SELECTED PASSAGE:
^^^^^^^^
Bap (food)


Bap is a Korean name of cooked rice prepared by boiling rice and/or other grains, such as black rice, barley, sorghum, various millets, and beans, until the water has cooked away. Special ingredients such as vegetables, seafood, and meat can also be added to create different kinds of bap.
In Korean, the honorific forms of bap include jinji for an elderly person, sura for the monarch, and me for the deceased.

Preparation

Traditionally, bap was made using gamasot for a large family; however, in modern times, an electronic rice cooker is usually used to cook rice. A regular heavy-bottomed pot or dolsot can also be used. Nowadays, rice cooked in gamasot or dolsot are called sotbap, and are considered delicacies. More nurungji is produced when making gamasot-bap and dolsot-bap.
^^^^^^^^
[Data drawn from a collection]
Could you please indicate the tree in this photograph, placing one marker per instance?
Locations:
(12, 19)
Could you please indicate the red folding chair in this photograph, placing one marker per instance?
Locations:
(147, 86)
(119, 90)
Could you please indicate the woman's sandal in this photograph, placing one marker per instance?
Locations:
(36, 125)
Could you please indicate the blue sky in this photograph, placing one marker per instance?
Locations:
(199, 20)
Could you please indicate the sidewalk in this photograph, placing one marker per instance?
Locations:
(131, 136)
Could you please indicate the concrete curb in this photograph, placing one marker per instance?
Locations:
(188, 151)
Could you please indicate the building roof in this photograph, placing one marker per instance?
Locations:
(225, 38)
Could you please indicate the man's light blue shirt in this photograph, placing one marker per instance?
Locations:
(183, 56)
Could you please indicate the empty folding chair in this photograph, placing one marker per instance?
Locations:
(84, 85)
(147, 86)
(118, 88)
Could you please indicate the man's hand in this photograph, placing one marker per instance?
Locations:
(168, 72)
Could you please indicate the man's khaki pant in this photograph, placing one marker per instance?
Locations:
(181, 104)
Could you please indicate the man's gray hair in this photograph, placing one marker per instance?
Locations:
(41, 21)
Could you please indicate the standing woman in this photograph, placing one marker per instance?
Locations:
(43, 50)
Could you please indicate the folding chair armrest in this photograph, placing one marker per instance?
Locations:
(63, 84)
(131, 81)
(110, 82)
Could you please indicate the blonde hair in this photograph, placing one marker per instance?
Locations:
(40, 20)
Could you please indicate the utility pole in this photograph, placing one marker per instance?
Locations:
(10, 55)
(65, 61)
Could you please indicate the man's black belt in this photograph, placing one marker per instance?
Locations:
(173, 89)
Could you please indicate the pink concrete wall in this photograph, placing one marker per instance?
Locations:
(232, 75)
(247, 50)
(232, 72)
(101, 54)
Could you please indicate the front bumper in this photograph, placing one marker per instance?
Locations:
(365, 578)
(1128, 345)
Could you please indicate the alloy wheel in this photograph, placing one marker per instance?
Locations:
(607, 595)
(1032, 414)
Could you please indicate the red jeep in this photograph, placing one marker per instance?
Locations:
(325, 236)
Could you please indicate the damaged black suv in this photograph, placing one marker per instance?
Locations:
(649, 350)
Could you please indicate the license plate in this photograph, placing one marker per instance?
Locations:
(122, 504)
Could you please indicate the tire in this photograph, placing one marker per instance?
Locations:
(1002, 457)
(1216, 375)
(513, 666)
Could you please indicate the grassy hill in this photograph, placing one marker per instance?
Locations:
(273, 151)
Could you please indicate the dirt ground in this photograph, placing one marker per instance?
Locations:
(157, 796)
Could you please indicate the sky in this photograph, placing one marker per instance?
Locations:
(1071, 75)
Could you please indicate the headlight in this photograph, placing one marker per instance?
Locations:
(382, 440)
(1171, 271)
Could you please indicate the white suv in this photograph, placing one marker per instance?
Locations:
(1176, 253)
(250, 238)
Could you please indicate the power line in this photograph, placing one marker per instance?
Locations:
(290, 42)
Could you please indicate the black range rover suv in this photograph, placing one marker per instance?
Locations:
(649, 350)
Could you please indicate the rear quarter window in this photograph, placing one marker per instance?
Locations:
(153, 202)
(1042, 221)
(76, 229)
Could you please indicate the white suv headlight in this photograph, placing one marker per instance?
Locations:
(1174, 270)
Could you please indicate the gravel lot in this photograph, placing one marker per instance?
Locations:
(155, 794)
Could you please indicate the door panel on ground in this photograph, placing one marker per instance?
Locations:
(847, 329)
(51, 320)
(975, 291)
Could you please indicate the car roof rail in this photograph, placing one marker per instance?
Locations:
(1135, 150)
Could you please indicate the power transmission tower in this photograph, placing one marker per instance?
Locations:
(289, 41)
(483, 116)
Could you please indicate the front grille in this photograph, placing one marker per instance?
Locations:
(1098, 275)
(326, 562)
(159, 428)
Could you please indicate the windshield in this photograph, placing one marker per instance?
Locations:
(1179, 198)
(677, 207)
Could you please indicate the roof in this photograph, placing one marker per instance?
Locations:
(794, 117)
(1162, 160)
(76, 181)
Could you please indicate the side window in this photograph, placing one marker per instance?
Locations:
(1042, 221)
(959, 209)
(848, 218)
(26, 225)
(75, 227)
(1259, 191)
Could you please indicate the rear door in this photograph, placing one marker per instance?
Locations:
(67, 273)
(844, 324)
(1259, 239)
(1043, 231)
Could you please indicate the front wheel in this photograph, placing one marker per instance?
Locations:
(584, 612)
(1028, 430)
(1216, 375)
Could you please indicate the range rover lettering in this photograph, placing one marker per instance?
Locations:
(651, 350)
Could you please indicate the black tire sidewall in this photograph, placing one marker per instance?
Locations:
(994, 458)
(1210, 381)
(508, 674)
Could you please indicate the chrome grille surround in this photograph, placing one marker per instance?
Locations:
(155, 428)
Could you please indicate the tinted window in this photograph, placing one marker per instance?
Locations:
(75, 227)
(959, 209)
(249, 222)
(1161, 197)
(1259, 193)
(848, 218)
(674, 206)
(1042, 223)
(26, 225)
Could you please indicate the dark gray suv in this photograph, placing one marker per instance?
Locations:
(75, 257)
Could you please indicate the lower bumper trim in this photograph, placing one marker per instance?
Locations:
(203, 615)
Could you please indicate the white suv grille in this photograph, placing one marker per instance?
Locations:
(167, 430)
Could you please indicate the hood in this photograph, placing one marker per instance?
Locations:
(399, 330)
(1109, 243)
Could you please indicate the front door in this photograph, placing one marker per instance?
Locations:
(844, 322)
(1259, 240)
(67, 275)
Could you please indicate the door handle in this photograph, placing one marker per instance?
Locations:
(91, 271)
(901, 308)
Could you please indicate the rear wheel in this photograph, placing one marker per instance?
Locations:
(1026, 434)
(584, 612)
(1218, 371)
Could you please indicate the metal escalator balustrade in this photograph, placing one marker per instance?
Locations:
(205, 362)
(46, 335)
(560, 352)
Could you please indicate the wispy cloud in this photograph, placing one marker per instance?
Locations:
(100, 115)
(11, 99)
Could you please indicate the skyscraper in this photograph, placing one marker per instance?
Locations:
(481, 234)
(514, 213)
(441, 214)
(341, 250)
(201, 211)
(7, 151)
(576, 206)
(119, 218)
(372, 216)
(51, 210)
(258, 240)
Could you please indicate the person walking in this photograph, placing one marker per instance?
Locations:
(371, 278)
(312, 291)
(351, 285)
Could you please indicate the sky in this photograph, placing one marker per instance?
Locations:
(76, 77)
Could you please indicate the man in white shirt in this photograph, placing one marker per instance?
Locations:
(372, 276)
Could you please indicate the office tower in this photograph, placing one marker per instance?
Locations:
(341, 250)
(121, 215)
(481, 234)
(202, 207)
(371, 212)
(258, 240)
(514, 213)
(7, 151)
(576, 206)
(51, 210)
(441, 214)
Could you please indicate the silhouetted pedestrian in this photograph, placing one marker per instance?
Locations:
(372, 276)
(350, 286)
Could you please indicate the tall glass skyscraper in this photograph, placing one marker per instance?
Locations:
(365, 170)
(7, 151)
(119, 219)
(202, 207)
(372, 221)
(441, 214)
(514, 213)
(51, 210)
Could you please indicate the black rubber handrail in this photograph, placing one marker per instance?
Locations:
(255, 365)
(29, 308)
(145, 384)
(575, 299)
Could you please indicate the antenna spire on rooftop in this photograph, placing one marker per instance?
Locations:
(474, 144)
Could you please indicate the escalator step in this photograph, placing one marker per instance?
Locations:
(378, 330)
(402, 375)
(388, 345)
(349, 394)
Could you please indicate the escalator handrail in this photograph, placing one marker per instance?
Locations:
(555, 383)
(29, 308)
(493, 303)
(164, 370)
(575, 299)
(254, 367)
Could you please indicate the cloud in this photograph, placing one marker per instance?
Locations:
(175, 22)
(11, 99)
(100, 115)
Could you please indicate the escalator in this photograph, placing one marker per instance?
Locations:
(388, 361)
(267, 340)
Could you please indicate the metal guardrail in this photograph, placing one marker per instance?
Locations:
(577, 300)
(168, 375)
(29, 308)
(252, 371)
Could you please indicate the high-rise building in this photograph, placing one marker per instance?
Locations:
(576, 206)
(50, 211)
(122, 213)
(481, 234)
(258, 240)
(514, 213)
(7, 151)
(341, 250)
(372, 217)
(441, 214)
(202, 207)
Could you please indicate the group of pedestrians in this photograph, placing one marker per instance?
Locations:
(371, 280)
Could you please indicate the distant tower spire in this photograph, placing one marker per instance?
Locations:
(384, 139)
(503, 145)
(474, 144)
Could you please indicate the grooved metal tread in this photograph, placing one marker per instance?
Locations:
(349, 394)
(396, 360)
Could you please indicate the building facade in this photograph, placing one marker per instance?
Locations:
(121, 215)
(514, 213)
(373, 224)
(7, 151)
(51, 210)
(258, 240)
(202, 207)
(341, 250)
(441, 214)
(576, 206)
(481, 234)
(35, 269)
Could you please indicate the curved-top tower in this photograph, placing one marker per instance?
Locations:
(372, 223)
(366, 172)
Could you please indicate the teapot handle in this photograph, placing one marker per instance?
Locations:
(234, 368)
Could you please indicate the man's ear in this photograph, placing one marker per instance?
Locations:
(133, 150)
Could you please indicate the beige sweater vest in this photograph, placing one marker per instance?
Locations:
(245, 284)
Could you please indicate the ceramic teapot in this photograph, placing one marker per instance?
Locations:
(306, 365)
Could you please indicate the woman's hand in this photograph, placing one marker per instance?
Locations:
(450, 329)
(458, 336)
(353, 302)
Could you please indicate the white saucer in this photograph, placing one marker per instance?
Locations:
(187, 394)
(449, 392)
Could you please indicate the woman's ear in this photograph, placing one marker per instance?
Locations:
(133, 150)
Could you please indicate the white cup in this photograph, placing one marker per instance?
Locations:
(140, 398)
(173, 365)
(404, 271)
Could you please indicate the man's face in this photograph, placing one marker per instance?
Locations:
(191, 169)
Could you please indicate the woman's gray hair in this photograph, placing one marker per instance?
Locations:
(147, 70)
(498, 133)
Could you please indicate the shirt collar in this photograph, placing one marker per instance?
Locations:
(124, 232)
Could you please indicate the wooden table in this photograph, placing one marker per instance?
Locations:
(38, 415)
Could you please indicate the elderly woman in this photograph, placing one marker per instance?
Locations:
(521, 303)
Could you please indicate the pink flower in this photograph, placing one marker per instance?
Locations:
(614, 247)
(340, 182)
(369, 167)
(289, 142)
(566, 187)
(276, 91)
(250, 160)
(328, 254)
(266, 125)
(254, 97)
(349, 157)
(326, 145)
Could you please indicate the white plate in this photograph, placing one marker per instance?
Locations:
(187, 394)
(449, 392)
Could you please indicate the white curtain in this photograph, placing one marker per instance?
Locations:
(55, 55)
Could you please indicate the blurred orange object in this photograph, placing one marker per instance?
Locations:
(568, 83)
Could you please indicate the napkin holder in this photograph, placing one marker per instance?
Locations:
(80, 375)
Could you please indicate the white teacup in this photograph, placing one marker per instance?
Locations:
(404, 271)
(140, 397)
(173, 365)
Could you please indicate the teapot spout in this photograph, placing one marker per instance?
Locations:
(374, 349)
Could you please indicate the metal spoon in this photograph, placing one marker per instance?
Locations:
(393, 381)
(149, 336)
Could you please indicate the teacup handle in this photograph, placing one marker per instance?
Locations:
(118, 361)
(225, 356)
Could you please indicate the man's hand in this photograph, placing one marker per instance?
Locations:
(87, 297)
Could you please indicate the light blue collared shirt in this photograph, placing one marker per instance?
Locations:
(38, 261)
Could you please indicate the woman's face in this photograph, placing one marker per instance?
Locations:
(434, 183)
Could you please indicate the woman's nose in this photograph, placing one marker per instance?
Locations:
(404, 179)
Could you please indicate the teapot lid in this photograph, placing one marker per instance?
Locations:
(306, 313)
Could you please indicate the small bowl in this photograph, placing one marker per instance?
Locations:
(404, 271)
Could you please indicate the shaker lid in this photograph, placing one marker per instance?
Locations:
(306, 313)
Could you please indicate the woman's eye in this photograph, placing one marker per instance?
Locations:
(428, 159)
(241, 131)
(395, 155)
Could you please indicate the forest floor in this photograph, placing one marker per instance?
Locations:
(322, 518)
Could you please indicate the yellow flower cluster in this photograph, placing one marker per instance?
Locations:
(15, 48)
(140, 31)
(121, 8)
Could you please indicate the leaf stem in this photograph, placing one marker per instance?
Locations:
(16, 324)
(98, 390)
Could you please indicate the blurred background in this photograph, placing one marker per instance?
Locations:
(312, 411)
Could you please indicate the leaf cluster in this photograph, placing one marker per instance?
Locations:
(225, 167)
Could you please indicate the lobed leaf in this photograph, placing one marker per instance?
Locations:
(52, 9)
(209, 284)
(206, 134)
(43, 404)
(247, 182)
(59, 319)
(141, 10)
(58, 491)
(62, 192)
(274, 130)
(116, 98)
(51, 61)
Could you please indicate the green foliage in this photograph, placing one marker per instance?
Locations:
^^^^^^^^
TASK TO CARRY OUT: According to the passage about bap, which honorific form of bap is used for the monarch? These records have no connection to the passage about bap.

SOLUTION TO THIS TASK: Sura is the honorific form used for the monarch.